- Stored data entries -
--------------------

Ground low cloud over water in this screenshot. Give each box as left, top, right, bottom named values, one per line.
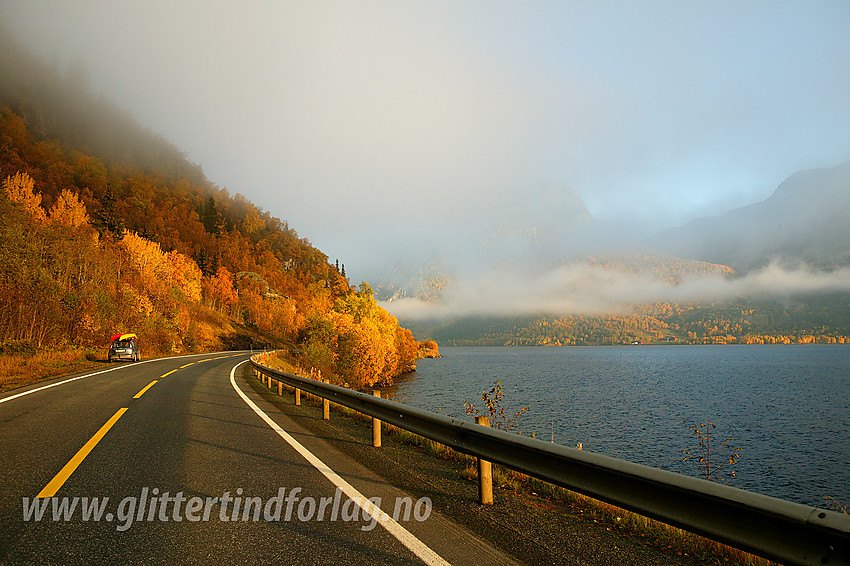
left=383, top=261, right=850, bottom=320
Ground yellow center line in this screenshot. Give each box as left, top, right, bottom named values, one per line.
left=160, top=369, right=177, bottom=378
left=180, top=362, right=194, bottom=368
left=133, top=380, right=158, bottom=399
left=37, top=408, right=128, bottom=498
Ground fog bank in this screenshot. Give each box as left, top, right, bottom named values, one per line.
left=382, top=261, right=850, bottom=321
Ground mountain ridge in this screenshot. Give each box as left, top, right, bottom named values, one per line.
left=377, top=167, right=850, bottom=346
left=648, top=162, right=850, bottom=271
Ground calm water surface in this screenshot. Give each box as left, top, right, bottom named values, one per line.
left=385, top=345, right=850, bottom=508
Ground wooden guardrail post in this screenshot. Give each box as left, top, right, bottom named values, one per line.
left=476, top=416, right=494, bottom=505
left=372, top=391, right=382, bottom=447
left=249, top=359, right=850, bottom=564
left=277, top=380, right=282, bottom=396
left=295, top=388, right=301, bottom=406
left=322, top=380, right=330, bottom=420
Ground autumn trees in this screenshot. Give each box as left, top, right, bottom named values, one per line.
left=0, top=172, right=101, bottom=347
left=0, top=104, right=421, bottom=384
left=0, top=166, right=424, bottom=381
left=0, top=169, right=266, bottom=352
left=430, top=301, right=850, bottom=347
left=3, top=171, right=47, bottom=222
left=297, top=283, right=420, bottom=388
left=1, top=38, right=425, bottom=381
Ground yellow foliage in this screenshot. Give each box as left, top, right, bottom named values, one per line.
left=305, top=287, right=419, bottom=387
left=120, top=233, right=201, bottom=302
left=3, top=171, right=46, bottom=222
left=121, top=232, right=168, bottom=291
left=165, top=251, right=202, bottom=303
left=49, top=188, right=89, bottom=227
left=137, top=294, right=155, bottom=317
left=0, top=109, right=422, bottom=365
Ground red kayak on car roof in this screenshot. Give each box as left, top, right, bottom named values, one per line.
left=108, top=333, right=140, bottom=362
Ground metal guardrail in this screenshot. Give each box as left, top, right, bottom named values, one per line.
left=250, top=358, right=850, bottom=566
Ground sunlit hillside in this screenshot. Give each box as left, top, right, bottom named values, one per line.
left=0, top=35, right=422, bottom=389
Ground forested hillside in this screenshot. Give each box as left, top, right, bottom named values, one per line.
left=409, top=295, right=850, bottom=347
left=0, top=32, right=420, bottom=388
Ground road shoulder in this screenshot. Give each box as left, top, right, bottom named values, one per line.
left=241, top=367, right=712, bottom=566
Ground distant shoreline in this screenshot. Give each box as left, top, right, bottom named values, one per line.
left=428, top=341, right=850, bottom=348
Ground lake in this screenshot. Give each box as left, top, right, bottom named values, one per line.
left=384, top=345, right=850, bottom=508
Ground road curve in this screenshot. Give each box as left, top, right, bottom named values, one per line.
left=0, top=353, right=519, bottom=565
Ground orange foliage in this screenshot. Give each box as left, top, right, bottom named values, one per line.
left=206, top=266, right=238, bottom=315
left=0, top=101, right=419, bottom=374
left=297, top=284, right=419, bottom=388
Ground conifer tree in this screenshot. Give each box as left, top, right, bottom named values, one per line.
left=93, top=184, right=125, bottom=237
left=202, top=195, right=224, bottom=235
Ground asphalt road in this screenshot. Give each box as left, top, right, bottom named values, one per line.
left=0, top=353, right=519, bottom=565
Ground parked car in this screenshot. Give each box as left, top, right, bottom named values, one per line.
left=108, top=333, right=140, bottom=362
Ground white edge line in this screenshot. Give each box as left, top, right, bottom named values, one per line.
left=229, top=360, right=450, bottom=566
left=0, top=351, right=250, bottom=405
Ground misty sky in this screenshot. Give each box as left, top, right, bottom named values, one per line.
left=2, top=1, right=850, bottom=282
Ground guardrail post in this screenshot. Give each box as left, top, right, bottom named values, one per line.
left=277, top=380, right=282, bottom=396
left=476, top=416, right=494, bottom=505
left=295, top=388, right=301, bottom=406
left=322, top=380, right=330, bottom=420
left=372, top=391, right=382, bottom=447
left=248, top=358, right=850, bottom=563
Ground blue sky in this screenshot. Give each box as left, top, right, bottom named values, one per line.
left=2, top=1, right=849, bottom=279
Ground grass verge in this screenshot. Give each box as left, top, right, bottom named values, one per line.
left=0, top=349, right=103, bottom=392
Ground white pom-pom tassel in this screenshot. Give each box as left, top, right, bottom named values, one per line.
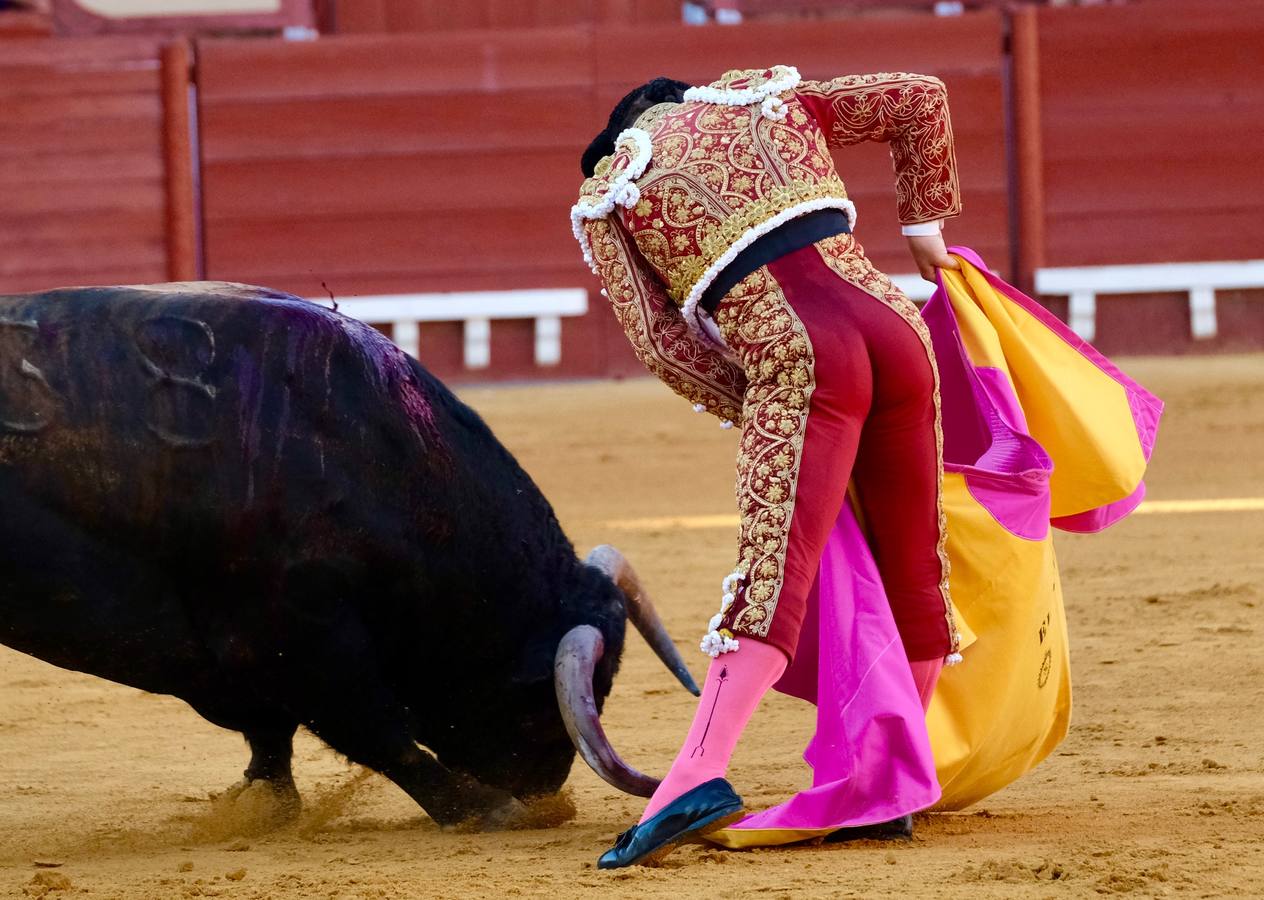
left=944, top=652, right=964, bottom=667
left=613, top=181, right=641, bottom=209
left=700, top=630, right=741, bottom=658
left=708, top=613, right=724, bottom=632
left=760, top=95, right=787, bottom=120
left=720, top=591, right=735, bottom=613
left=692, top=403, right=706, bottom=413
left=720, top=420, right=734, bottom=430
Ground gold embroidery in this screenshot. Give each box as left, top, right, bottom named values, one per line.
left=698, top=66, right=796, bottom=96
left=813, top=233, right=959, bottom=652
left=575, top=69, right=960, bottom=325
left=586, top=216, right=746, bottom=424
left=576, top=132, right=642, bottom=209
left=710, top=269, right=815, bottom=639
left=795, top=74, right=961, bottom=225
left=619, top=99, right=848, bottom=307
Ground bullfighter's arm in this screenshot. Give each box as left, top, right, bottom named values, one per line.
left=584, top=215, right=746, bottom=425
left=794, top=73, right=961, bottom=226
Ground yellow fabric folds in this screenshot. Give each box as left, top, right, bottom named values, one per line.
left=938, top=262, right=1148, bottom=517
left=929, top=472, right=1070, bottom=809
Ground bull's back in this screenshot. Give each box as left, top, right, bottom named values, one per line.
left=0, top=283, right=459, bottom=562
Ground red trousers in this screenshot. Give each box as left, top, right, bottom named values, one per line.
left=711, top=237, right=953, bottom=662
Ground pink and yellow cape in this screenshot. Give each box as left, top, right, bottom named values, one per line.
left=706, top=247, right=1163, bottom=848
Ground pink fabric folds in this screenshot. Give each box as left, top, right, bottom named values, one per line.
left=721, top=501, right=942, bottom=835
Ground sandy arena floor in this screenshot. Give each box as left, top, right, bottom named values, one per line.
left=2, top=354, right=1262, bottom=899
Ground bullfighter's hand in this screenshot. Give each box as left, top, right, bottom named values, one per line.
left=906, top=232, right=960, bottom=283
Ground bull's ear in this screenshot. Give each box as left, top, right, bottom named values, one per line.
left=509, top=634, right=559, bottom=686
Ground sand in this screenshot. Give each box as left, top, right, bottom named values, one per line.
left=2, top=354, right=1262, bottom=898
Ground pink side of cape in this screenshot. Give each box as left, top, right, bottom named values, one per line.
left=726, top=502, right=942, bottom=832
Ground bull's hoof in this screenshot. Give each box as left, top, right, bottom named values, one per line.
left=216, top=777, right=302, bottom=829
left=474, top=795, right=529, bottom=831
left=439, top=791, right=528, bottom=833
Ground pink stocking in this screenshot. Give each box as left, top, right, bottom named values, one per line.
left=909, top=657, right=943, bottom=713
left=638, top=640, right=787, bottom=823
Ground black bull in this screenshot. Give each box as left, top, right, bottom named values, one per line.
left=0, top=283, right=698, bottom=829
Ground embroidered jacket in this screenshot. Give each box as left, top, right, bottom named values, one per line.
left=573, top=65, right=961, bottom=367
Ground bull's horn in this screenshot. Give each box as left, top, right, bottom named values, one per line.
left=554, top=624, right=659, bottom=797
left=586, top=545, right=700, bottom=696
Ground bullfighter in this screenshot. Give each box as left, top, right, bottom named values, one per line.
left=572, top=66, right=964, bottom=867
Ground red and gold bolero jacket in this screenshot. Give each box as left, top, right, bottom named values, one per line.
left=572, top=65, right=961, bottom=424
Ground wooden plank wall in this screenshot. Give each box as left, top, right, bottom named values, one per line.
left=0, top=37, right=171, bottom=293
left=195, top=11, right=1008, bottom=380
left=1038, top=0, right=1264, bottom=267
left=195, top=30, right=614, bottom=379
left=6, top=3, right=1259, bottom=370
left=1036, top=0, right=1264, bottom=354
left=333, top=0, right=681, bottom=34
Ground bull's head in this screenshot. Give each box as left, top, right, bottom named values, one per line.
left=423, top=545, right=696, bottom=805
left=553, top=545, right=699, bottom=796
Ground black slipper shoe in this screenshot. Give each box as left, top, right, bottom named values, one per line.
left=824, top=813, right=914, bottom=843
left=597, top=778, right=744, bottom=869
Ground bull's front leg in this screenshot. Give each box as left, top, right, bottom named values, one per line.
left=266, top=593, right=524, bottom=830
left=302, top=689, right=525, bottom=830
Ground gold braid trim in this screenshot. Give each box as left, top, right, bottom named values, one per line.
left=812, top=233, right=961, bottom=654
left=710, top=267, right=815, bottom=639
left=586, top=216, right=746, bottom=424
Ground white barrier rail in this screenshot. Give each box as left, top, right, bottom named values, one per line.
left=889, top=274, right=936, bottom=302
left=310, top=288, right=589, bottom=369
left=306, top=263, right=1264, bottom=368
left=1035, top=261, right=1264, bottom=342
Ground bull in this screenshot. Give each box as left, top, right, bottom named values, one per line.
left=0, top=282, right=698, bottom=829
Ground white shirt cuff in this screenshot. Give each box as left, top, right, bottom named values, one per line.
left=901, top=220, right=944, bottom=237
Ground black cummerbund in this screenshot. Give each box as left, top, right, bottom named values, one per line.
left=698, top=208, right=851, bottom=316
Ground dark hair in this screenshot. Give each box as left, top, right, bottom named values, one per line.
left=580, top=77, right=690, bottom=177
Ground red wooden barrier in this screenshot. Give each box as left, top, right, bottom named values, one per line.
left=332, top=0, right=681, bottom=34
left=1029, top=0, right=1264, bottom=354
left=0, top=37, right=175, bottom=293
left=4, top=3, right=1261, bottom=368
left=195, top=30, right=614, bottom=380
left=195, top=12, right=1008, bottom=380
left=1035, top=0, right=1264, bottom=268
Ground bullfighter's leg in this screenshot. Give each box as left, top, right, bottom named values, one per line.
left=846, top=292, right=954, bottom=661
left=637, top=246, right=954, bottom=823
left=635, top=258, right=870, bottom=824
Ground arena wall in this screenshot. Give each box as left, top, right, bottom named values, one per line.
left=191, top=11, right=1008, bottom=380
left=0, top=2, right=1260, bottom=378
left=330, top=0, right=683, bottom=34
left=0, top=37, right=174, bottom=293
left=1026, top=0, right=1264, bottom=356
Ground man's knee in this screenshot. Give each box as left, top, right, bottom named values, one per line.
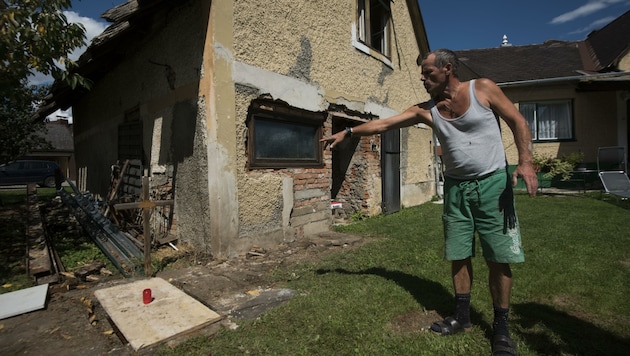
left=486, top=260, right=512, bottom=277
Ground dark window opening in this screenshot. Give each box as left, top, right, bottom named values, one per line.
left=247, top=100, right=325, bottom=169
left=358, top=0, right=391, bottom=57
left=118, top=107, right=144, bottom=163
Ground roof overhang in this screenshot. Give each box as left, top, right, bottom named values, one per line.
left=33, top=0, right=181, bottom=121
left=498, top=71, right=630, bottom=92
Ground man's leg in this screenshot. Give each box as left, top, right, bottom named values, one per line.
left=487, top=261, right=512, bottom=336
left=432, top=177, right=475, bottom=335
left=430, top=257, right=474, bottom=334
left=452, top=258, right=473, bottom=327
left=487, top=261, right=518, bottom=355
left=453, top=257, right=473, bottom=294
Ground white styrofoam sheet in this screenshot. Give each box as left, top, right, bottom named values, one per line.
left=0, top=283, right=49, bottom=320
left=94, top=277, right=221, bottom=351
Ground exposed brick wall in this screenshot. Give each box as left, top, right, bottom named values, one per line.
left=321, top=117, right=382, bottom=219
left=292, top=169, right=330, bottom=208
left=289, top=167, right=331, bottom=240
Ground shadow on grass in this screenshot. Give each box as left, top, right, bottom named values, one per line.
left=513, top=302, right=630, bottom=355
left=599, top=196, right=630, bottom=210
left=316, top=267, right=492, bottom=334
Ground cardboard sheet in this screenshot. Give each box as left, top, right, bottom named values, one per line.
left=0, top=283, right=49, bottom=320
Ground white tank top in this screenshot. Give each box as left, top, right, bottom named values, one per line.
left=430, top=80, right=506, bottom=179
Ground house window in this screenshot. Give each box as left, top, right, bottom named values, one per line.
left=118, top=107, right=144, bottom=162
left=247, top=101, right=325, bottom=169
left=519, top=100, right=574, bottom=141
left=357, top=0, right=391, bottom=57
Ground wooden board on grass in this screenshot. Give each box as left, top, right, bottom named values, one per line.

--------------------

- What is needed -
All lines from the one containing "Ground house window" to the end of the records, both ends included, should be printed exactly and on their own.

- Your solution -
Ground house window in this screenshot. Give each box as left, top, right, bottom named values, one per line.
left=118, top=107, right=144, bottom=162
left=247, top=101, right=325, bottom=169
left=519, top=100, right=574, bottom=141
left=357, top=0, right=391, bottom=57
Ground wooden board on grass in this screenshot. Give each box as left, top, right, bottom named values, one per line.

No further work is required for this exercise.